──────── Supplied passage ────────
My bit of Ninwells wood was largely populated with Corsican Pine when I bought it back in 2013. They looked a bit sickly but I put this down to the fact that they had not been thinned and were all competing with one another. I soon found out that they were suffering form Needle blight and after some research I decided the best thing to do was to fell the lot.
In Britain, Dothistroma Needle Blight (DNB), also known as Red Band Needle Blight, is caused by the fungus Dothistroma septosporum. It has been found on a range of conifer species, but pine (Pinus) are by far the most common hosts, with Corsican pine, lodgepole pine and Scots pine all now affected. Defoliation can continue year on year and gradually weaken the tree, significantly reducing timber yields. It can also eventually lead to mortality.
I was advised by an expert that as many as 30% of the trees could die in a 10 year period. I was also informed that despite an infection the timber was still saleable, so long as it had not actually died and that the most economic course of action was to fell it before too many actually died from the disease. That was what I did.
────────
What to work on →
Render this sentence from the passage on needle blight in Corsican pine into French: "Defoliation can continue year on year and gradually weaken the tree, significantly reducing timber yields." The lines that come next are drawn from a separate source and have no connection to the passage on needle blight.
──────── Data excerpts ────────
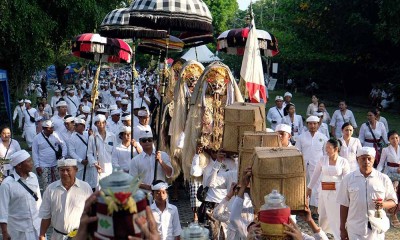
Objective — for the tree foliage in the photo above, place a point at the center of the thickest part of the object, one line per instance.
(37, 33)
(336, 43)
(223, 12)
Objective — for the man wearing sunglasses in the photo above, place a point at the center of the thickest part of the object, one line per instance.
(144, 163)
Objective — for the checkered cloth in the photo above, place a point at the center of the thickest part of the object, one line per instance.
(194, 184)
(174, 14)
(116, 17)
(116, 25)
(196, 7)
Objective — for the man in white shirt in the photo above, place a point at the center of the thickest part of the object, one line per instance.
(126, 120)
(142, 100)
(73, 102)
(215, 177)
(362, 192)
(144, 164)
(121, 156)
(63, 202)
(275, 114)
(143, 125)
(66, 132)
(58, 118)
(77, 149)
(55, 99)
(339, 117)
(29, 124)
(113, 123)
(284, 132)
(165, 214)
(19, 112)
(287, 97)
(47, 148)
(311, 144)
(19, 209)
(100, 147)
(381, 119)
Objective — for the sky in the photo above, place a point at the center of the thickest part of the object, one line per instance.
(243, 4)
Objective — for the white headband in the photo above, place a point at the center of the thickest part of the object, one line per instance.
(159, 186)
(18, 157)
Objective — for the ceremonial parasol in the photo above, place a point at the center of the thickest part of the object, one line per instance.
(234, 41)
(194, 39)
(160, 46)
(116, 24)
(181, 15)
(92, 46)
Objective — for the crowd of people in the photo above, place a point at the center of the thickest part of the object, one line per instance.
(74, 145)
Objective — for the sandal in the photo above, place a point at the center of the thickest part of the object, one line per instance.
(174, 199)
(395, 222)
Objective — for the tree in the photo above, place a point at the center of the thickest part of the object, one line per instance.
(223, 13)
(24, 37)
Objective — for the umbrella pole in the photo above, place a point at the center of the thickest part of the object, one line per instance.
(133, 90)
(162, 94)
(94, 97)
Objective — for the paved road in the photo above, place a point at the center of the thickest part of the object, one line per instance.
(186, 216)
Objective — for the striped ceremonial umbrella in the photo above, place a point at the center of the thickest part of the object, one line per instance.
(234, 41)
(161, 46)
(94, 47)
(180, 15)
(194, 39)
(116, 24)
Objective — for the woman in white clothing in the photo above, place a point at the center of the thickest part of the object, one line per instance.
(293, 120)
(331, 169)
(390, 165)
(121, 154)
(313, 106)
(321, 108)
(8, 146)
(350, 145)
(373, 134)
(236, 208)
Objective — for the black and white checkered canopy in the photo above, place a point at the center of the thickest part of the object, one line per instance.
(116, 25)
(181, 15)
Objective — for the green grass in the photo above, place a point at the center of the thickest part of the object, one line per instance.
(360, 113)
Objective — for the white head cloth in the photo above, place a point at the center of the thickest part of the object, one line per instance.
(69, 162)
(366, 151)
(159, 186)
(18, 157)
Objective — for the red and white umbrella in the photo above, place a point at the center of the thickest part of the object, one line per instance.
(94, 47)
(251, 71)
(234, 42)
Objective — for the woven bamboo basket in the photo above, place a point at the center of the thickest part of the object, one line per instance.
(241, 117)
(254, 139)
(282, 169)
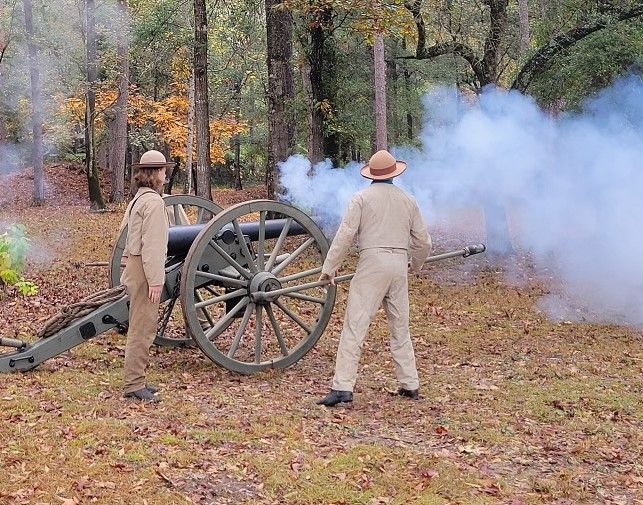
────────
Result of the exercise →
La défoliation peut se poursuivre d'année en année et affaiblir progressivement l'arbre, ce qui réduit considérablement les rendements en bois.